Top of Dataset records
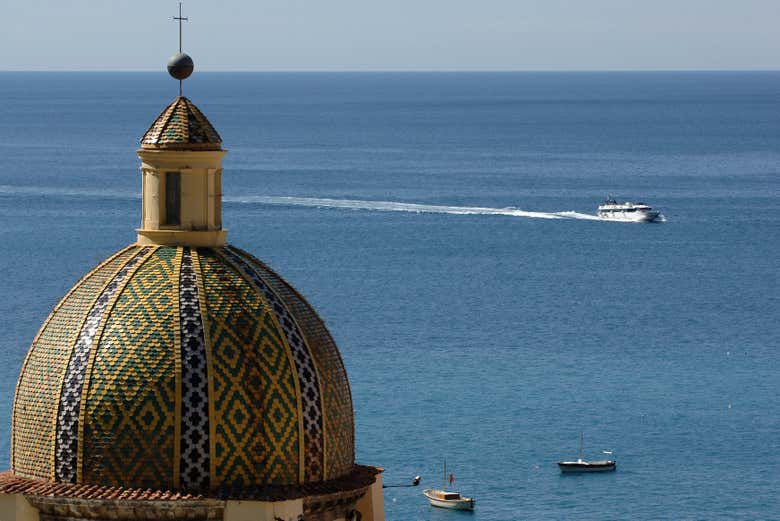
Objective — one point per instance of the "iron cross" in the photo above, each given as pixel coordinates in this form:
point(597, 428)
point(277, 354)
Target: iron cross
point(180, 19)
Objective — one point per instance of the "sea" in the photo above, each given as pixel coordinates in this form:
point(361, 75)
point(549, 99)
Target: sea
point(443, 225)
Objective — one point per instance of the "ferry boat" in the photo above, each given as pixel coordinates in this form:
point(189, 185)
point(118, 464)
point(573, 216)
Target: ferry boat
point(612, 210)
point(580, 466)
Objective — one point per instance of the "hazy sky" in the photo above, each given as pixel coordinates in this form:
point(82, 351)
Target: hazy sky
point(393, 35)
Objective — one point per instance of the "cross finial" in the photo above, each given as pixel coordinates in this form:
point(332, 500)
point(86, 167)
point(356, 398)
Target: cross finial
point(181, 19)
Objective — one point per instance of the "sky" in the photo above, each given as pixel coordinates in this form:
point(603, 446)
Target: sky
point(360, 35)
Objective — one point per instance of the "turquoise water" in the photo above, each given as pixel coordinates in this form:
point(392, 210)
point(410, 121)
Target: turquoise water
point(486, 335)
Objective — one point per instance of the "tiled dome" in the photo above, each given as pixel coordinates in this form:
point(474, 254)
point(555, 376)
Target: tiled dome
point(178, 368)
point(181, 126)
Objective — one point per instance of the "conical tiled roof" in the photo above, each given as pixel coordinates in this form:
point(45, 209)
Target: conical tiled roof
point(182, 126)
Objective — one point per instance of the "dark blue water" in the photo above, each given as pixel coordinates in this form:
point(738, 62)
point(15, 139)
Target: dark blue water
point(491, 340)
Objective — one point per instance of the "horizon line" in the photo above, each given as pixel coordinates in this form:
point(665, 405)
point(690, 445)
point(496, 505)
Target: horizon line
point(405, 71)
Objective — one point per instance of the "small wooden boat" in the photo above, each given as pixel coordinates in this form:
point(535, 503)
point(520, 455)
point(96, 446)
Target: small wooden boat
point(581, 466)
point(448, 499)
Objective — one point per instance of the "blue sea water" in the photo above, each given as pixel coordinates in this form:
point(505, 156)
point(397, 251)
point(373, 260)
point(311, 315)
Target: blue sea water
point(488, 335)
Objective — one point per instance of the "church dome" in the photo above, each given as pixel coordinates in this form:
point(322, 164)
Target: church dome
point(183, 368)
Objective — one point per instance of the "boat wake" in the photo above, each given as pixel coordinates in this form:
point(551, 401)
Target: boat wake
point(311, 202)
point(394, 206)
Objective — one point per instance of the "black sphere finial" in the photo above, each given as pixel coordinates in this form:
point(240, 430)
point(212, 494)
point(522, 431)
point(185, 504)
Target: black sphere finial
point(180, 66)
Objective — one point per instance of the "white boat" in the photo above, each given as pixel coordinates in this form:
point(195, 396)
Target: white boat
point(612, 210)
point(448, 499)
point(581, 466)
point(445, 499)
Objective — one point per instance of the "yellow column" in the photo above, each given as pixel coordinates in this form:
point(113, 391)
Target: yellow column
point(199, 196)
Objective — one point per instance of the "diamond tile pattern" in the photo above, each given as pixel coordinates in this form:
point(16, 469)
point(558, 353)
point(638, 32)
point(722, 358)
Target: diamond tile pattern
Bottom of Dataset records
* **What this task involves**:
Word for word, restate every line of the listing, omitting the pictures.

* **Your response**:
Objective — one point per instance of the "iron cross" in the photo above, each given as pixel coordinates in this form:
point(597, 428)
point(277, 354)
Target: iron cross
point(180, 19)
Objective — one point per instance of the "sea" in the photo above, each given as pixel coordinates in this form:
point(361, 75)
point(549, 99)
Target: sea
point(443, 225)
Objective — one point per instance of the "ferry boat" in the photo above, each given as pixel coordinates in this form:
point(189, 185)
point(118, 464)
point(573, 216)
Target: ferry boat
point(612, 210)
point(580, 466)
Objective — one point per instance of the "hazy sky" in the photo above, each given as pixel coordinates in this form:
point(82, 351)
Target: hazy sky
point(393, 35)
Objective — one point per instance of the "cross finial" in the photo above, each given as pixel coordinates in this form:
point(332, 500)
point(86, 167)
point(356, 398)
Target: cross finial
point(181, 19)
Objective — one point per instance of the "sky" in the photo above, each given as pixel coordinates in this form:
point(603, 446)
Target: sky
point(360, 35)
Objective — one point per instance of the "turquoise water" in the photo above, each given as pixel coordinates in this form:
point(392, 210)
point(410, 121)
Target: turquoise water
point(486, 335)
Objective — one point per instance of the "tiled dome" in the photo above, each given as pixel coordinates in this form:
point(474, 254)
point(555, 376)
Target: tiled dome
point(178, 368)
point(181, 126)
Objective — one point per instance of the "conical tiled roof" in the photo above, each given as pixel coordinates in this form:
point(45, 209)
Target: conical tiled roof
point(182, 126)
Objective — one point per instance of the "dark blue water" in the photo above, each given as pixel coordinates in this form:
point(738, 62)
point(15, 139)
Target: dark blue water
point(491, 340)
Objective — one point per instance of the "horizon line" in the photo above, each given as pixel coordinates in this form:
point(665, 405)
point(690, 445)
point(496, 505)
Target: horizon line
point(405, 71)
Objective — one point per instance of the "small wooden boat" in the photo above, each given as pixel coordinates in this form:
point(535, 503)
point(520, 455)
point(96, 446)
Target: small wooden boat
point(581, 466)
point(448, 499)
Objective — one point per instance of the "blue sea water" in the photo above, each given as pixel coordinates in this form:
point(505, 156)
point(397, 251)
point(373, 260)
point(311, 315)
Target: blue sea water
point(488, 335)
Objective — one point per instance of the "church dome" in the photo above, each given as pixel coordinates in this form:
point(322, 164)
Target: church dome
point(183, 368)
Objective — one point per instance of the "boat wake" in the photo above, each given as pixel coordinates in this form:
point(551, 401)
Target: boat wake
point(311, 202)
point(394, 206)
Objective — one point per instance of the "black sphere finial" in the photo above, each given as pixel coordinates in this form:
point(240, 430)
point(212, 494)
point(522, 431)
point(185, 504)
Target: black sphere finial
point(180, 66)
Objective — one point per instance of the "white boat" in the photo above, each given as pixel coordinates in this form:
point(195, 396)
Target: white boat
point(612, 210)
point(448, 499)
point(581, 466)
point(445, 499)
Objective — one point per instance of the "yellow column" in the photo above, each given as pixel coordinates in this form:
point(113, 391)
Target: yellow column
point(199, 196)
Objective — one point per instance of the "diamond tile pattern" in the photo above, each given as pixel coordinates in this form:
point(16, 469)
point(558, 353)
point(638, 32)
point(722, 358)
Target: diamond tile pattern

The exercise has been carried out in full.